Image annotation data

— START —

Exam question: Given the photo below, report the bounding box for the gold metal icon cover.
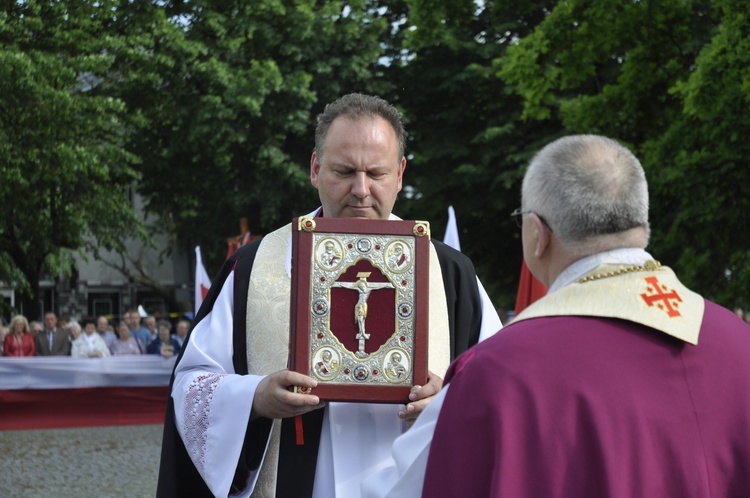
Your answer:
[289,217,430,403]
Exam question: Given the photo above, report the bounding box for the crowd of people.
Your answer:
[0,309,191,358]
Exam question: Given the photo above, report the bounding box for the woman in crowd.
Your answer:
[70,318,110,358]
[109,322,143,356]
[146,320,180,358]
[3,315,36,356]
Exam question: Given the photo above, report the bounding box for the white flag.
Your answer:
[443,206,461,251]
[195,246,211,315]
[443,206,503,342]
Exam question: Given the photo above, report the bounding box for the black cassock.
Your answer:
[156,240,482,498]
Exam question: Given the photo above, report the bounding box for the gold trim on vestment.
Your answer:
[513,264,705,345]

— END —

Aim of the exercise
Repeat all of the rows above word for word, leaving the pictures out of your answer.

Solution to this task
Exam question: Given the photo below, report the bounding box for the gold metal icon cover.
Your answer:
[289,217,430,403]
Exam question: Given the photo above, report the bounding box for the crowd of people.
Your answer:
[0,309,191,358]
Exam question: Given the photo above, report the bounding box for the woman in crowd.
Your answer:
[70,318,110,358]
[109,322,143,356]
[146,320,180,358]
[3,315,36,356]
Exam question: Given the photo above, report the bounding box for the white flag.
Your answer:
[443,206,461,251]
[195,246,211,315]
[443,206,503,342]
Exam question: Given the photo above, report the bounding box for the black cassock.
Your answer:
[156,240,482,498]
Exam question: Given the photo above, report the bounding box for the gold trim on vestment.
Your answer:
[513,264,705,345]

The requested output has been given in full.